(Source data)
##############################
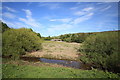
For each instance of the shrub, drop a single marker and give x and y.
(102, 50)
(18, 41)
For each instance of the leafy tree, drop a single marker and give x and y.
(102, 50)
(18, 41)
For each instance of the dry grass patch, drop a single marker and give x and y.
(58, 50)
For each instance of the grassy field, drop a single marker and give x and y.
(21, 69)
(58, 50)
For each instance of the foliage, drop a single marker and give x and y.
(47, 38)
(18, 41)
(102, 50)
(4, 27)
(28, 71)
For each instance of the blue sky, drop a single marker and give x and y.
(56, 18)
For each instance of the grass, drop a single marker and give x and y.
(58, 50)
(29, 71)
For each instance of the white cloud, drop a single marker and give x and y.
(50, 5)
(83, 18)
(9, 15)
(62, 20)
(79, 13)
(61, 27)
(10, 9)
(87, 9)
(84, 11)
(106, 8)
(14, 24)
(29, 20)
(74, 8)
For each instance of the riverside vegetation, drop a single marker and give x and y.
(99, 49)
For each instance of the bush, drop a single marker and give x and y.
(18, 41)
(102, 50)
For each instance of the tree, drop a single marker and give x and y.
(18, 41)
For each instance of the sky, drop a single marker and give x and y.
(56, 18)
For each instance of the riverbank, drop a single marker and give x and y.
(24, 69)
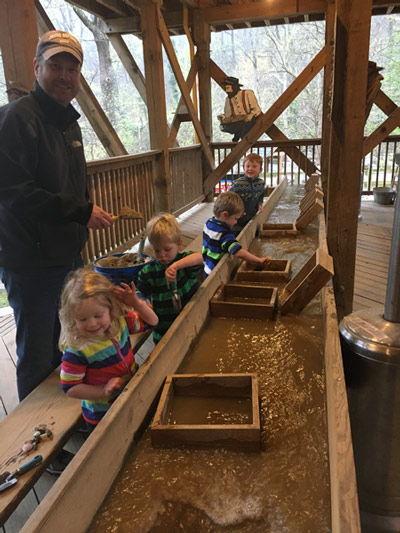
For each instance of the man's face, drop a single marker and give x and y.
(252, 169)
(59, 77)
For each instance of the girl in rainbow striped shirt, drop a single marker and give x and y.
(96, 322)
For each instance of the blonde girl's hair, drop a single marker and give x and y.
(83, 284)
(229, 202)
(163, 227)
(256, 158)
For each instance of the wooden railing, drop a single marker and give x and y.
(380, 167)
(113, 183)
(129, 180)
(276, 162)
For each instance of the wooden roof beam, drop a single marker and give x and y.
(116, 6)
(131, 24)
(92, 6)
(261, 10)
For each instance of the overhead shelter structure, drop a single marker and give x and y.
(343, 58)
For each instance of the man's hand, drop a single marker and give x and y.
(99, 218)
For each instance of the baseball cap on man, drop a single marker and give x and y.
(54, 42)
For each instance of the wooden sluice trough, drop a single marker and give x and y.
(275, 270)
(95, 467)
(244, 301)
(166, 431)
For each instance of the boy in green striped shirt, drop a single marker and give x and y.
(171, 268)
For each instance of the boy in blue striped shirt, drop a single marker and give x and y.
(218, 237)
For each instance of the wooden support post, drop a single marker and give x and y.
(129, 63)
(169, 49)
(18, 40)
(310, 198)
(312, 182)
(308, 215)
(176, 122)
(327, 94)
(202, 39)
(348, 118)
(155, 90)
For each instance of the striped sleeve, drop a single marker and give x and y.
(73, 369)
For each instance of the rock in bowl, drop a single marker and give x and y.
(121, 267)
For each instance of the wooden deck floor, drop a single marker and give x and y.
(373, 250)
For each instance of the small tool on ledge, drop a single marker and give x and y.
(12, 478)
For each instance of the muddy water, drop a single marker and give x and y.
(283, 488)
(211, 410)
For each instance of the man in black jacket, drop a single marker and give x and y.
(44, 207)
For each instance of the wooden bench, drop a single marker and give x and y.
(48, 405)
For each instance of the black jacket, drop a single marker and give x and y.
(44, 205)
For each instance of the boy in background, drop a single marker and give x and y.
(218, 237)
(171, 270)
(250, 188)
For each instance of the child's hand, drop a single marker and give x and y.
(126, 294)
(171, 271)
(113, 385)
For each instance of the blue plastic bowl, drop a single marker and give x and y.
(116, 274)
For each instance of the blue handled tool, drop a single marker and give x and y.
(12, 478)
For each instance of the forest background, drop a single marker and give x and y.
(265, 59)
##############################
#### What you should do
Copy the listing again from the line containing "For each instance of the blue handled" through the end of the listing, both ends included and the requests kept as they are. Multiply every coordinate in the answers by 2.4 and round each to a whole number, with halves rounded up.

#### Task result
For each instance of the blue handled tool, drop a single marker and give x and y.
(29, 1147)
For each instance of the forest background, drop a single marker and give x and y.
(636, 142)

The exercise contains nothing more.